--- Supplied records Enclosed Below ---

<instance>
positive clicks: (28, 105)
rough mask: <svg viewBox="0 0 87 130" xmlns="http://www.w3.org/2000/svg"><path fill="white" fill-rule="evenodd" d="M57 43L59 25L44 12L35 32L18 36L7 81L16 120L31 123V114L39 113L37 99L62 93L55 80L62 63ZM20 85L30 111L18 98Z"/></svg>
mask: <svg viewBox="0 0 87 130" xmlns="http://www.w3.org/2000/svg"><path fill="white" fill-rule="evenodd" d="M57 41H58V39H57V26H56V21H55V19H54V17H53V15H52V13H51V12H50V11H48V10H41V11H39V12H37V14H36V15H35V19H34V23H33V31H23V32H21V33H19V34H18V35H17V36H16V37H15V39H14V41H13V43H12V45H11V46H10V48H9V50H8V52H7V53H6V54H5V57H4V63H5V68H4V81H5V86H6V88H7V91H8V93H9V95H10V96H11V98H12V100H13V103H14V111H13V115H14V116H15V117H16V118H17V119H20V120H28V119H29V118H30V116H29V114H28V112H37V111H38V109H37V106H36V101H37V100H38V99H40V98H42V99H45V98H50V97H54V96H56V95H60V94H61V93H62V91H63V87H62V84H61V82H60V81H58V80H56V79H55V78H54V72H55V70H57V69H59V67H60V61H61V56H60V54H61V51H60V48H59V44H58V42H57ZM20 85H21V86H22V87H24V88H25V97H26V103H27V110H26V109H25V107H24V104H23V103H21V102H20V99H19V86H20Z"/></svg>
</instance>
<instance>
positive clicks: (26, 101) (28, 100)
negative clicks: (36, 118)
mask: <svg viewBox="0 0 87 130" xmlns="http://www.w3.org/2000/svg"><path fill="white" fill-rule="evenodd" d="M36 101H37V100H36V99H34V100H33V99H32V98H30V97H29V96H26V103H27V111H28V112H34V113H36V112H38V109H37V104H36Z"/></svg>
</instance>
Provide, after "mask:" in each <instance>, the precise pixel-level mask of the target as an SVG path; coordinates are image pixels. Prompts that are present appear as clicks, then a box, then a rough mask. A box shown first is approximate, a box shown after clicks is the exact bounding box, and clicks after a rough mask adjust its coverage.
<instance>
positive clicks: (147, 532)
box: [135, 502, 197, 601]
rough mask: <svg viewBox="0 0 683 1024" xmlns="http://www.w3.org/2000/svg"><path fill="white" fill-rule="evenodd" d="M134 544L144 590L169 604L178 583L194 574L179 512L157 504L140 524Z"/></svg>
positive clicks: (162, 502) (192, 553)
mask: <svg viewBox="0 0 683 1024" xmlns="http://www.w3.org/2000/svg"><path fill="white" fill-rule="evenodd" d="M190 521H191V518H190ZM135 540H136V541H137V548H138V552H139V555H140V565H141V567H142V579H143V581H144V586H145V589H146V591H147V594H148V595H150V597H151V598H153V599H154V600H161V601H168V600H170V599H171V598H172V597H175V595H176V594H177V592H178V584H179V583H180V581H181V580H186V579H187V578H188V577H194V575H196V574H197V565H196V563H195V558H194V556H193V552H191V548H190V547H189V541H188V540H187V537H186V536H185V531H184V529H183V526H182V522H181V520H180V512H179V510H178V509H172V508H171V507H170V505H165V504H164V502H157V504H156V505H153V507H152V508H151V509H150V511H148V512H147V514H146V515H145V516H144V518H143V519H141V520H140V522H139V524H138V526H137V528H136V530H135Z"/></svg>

--- End of Enclosed Supplied records ---

## Action item
All the data must be duplicated exactly, with nothing added or removed.

## Output below
<instance>
positive clicks: (28, 105)
rough mask: <svg viewBox="0 0 87 130" xmlns="http://www.w3.org/2000/svg"><path fill="white" fill-rule="evenodd" d="M57 43L59 25L44 12L35 32L18 36L7 81L16 120L31 123V114L39 113L37 99L62 93L55 80L62 63ZM20 85L30 111L18 98Z"/></svg>
mask: <svg viewBox="0 0 87 130" xmlns="http://www.w3.org/2000/svg"><path fill="white" fill-rule="evenodd" d="M57 41H58V39H57V26H56V21H55V19H54V17H53V15H52V13H51V12H50V11H48V10H41V11H39V12H37V14H36V15H35V19H34V23H33V31H23V32H21V33H19V34H18V35H17V36H16V37H15V39H14V41H13V43H12V45H11V46H10V48H9V50H8V52H7V53H6V54H5V57H4V63H5V68H4V81H5V86H6V88H7V91H8V93H9V95H10V96H11V98H12V100H13V103H14V111H13V115H14V116H15V117H16V118H17V119H20V120H28V119H29V118H30V116H29V114H28V112H37V111H38V109H37V106H36V101H37V100H38V99H40V98H42V99H45V98H50V97H54V96H56V95H60V94H61V93H62V91H63V87H62V84H61V82H60V81H58V80H56V79H55V78H54V72H55V70H57V69H59V67H60V61H61V56H60V54H61V51H60V48H59V44H58V42H57ZM20 85H21V86H22V87H24V88H25V97H26V103H27V110H26V109H25V107H24V104H23V103H21V102H20V99H19V86H20Z"/></svg>
</instance>
<instance>
positive clicks: (26, 101) (28, 100)
negative clicks: (36, 118)
mask: <svg viewBox="0 0 87 130" xmlns="http://www.w3.org/2000/svg"><path fill="white" fill-rule="evenodd" d="M36 101H37V100H36V99H34V100H33V99H32V98H30V97H29V96H26V103H27V111H28V112H34V113H36V112H38V109H37V104H36Z"/></svg>
</instance>
Provide, after "mask:" in each <instance>, the precise pixel-level mask of the target as an SVG path; coordinates are image pixels. Prompts that are present appear as clicks, then a box, then a rough mask. A box shown first is approximate, a box shown after clicks is the exact bounding box, and clicks after a rough mask adjust its coverage.
<instance>
positive clicks: (147, 532)
box: [135, 502, 197, 601]
rough mask: <svg viewBox="0 0 683 1024" xmlns="http://www.w3.org/2000/svg"><path fill="white" fill-rule="evenodd" d="M134 544L144 590L169 604L178 583L194 574L179 512L157 504L140 524Z"/></svg>
positive clicks: (162, 502) (192, 553)
mask: <svg viewBox="0 0 683 1024" xmlns="http://www.w3.org/2000/svg"><path fill="white" fill-rule="evenodd" d="M190 521H191V518H190ZM135 540H136V541H137V548H138V552H139V555H140V565H141V567H142V579H143V581H144V586H145V589H146V591H147V594H148V595H150V597H151V598H153V599H154V600H161V601H168V600H170V599H171V598H172V597H175V595H176V594H177V592H178V584H179V583H180V581H181V580H186V579H187V578H188V577H194V575H196V574H197V565H196V563H195V558H194V556H193V552H191V548H190V547H189V541H188V540H187V537H186V536H185V531H184V529H183V526H182V522H181V520H180V512H179V510H178V509H172V508H171V507H170V505H165V504H164V502H157V504H156V505H153V507H152V508H151V509H150V511H148V512H147V514H146V515H145V516H144V518H143V519H141V520H140V522H139V524H138V526H137V528H136V530H135Z"/></svg>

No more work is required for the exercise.